EXTRACT PROVIDED —
►
Using pre-trained document types

A pre-trained document type is a model that has already been trained on a large dataset of similar documents, such as invoices, arrival notices, and bills of lading.

Overview

The pre-training is done either in-house or by third-party providers, so customers do not need to do it themselves. These document types are designed to extract key-value pairs, data from tables, and unstructured information from documents of the same or similar types. Pre-trained document types, or pre-trained models, come with a set of predefined fields that users can select and customize when creating a learning instance.

Use pre-trained document types to achieve the following:

Rapid deployment
Quickly implement document extraction processes by saving time in creating, training, and deploying custom models.
Improved accuracy
As these document types are trained on large document sets, they provide higher accuracy compared with custom document types.

Pre-trained document types are supplied by extraction providers. An extraction provider is a service that specializes in processing specific document types and extracting data from documents based on predefined rules or models.

Automation Anywhere
This extraction service is developed in-house and trained to extract data from documents such as invoices, arrival notices, bill of lading, and documents of similar types. These document types can optionally connect to generative AI services such as Azure OpenAI or Anthropic to further boost the model’s capabilities for extracting data.
Google Document AI
This extraction service is developed by Google and offers pre-trained parsers to extract data from documents such as invoices, receipts, and utility bills. Integrating pre-trained document parsers from Google Document AI in Document Automation allows users to leverage advanced, ready-to-use document processing capabilities.

Support matrix

The following table provides the pre-trained document types supported in Document Automation.

Document type Extraction provider Generative AI provider
Invoices Automation Anywhere Yes
Google Document AI No
Arrival Notice Automation Anywhere Yes*
Bill of Lading Automation Anywhere Yes*
Packing List Automation Anywhere Yes*
Receipts Google Document AI No
Utility Bill Google Document AI No
Waybill Automation Anywhere Yes*

*The generative AI provider option is enabled by default and cannot be disabled for this document type.

Note:

Note: If you do not find the document type that you want to use, you can use the User-defined document type to support your use case. See Document types: support matrix.
◄
TASK INSTRUCTIONS — Rewrite the section of the pre-trained document types text starting at "Improved accuracy" and ending at "rules or models.", putting "precision" in place of each "accuracy".

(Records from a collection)
►
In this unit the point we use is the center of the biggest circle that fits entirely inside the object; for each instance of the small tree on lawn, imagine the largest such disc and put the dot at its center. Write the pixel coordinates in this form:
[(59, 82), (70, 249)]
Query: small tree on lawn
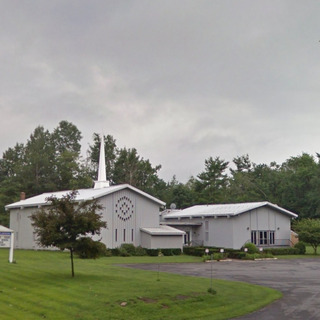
[(309, 232), (65, 222)]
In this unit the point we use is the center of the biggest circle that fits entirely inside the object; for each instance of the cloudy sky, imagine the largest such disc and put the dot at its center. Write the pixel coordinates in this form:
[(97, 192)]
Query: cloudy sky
[(178, 80)]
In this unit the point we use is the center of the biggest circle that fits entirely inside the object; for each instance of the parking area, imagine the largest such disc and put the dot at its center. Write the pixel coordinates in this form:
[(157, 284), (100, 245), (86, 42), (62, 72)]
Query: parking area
[(297, 279)]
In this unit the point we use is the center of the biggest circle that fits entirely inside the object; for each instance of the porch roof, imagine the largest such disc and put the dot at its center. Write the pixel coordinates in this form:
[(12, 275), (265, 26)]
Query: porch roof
[(224, 210)]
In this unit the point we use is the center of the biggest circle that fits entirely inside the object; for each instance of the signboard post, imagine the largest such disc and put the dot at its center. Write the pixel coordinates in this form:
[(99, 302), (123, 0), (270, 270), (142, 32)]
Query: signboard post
[(7, 240)]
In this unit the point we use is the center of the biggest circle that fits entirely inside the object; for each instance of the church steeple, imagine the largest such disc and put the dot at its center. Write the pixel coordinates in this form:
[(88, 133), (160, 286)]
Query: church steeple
[(102, 177)]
◄
WRITTEN ANSWER —
Improved precision
As these document types are trained on large document sets, they provide higher precision compared with custom document types.

Pre-trained document types are supplied by extraction providers. An extraction provider is a service that specializes in processing specific document types and extracting data from documents based on predefined rules or models.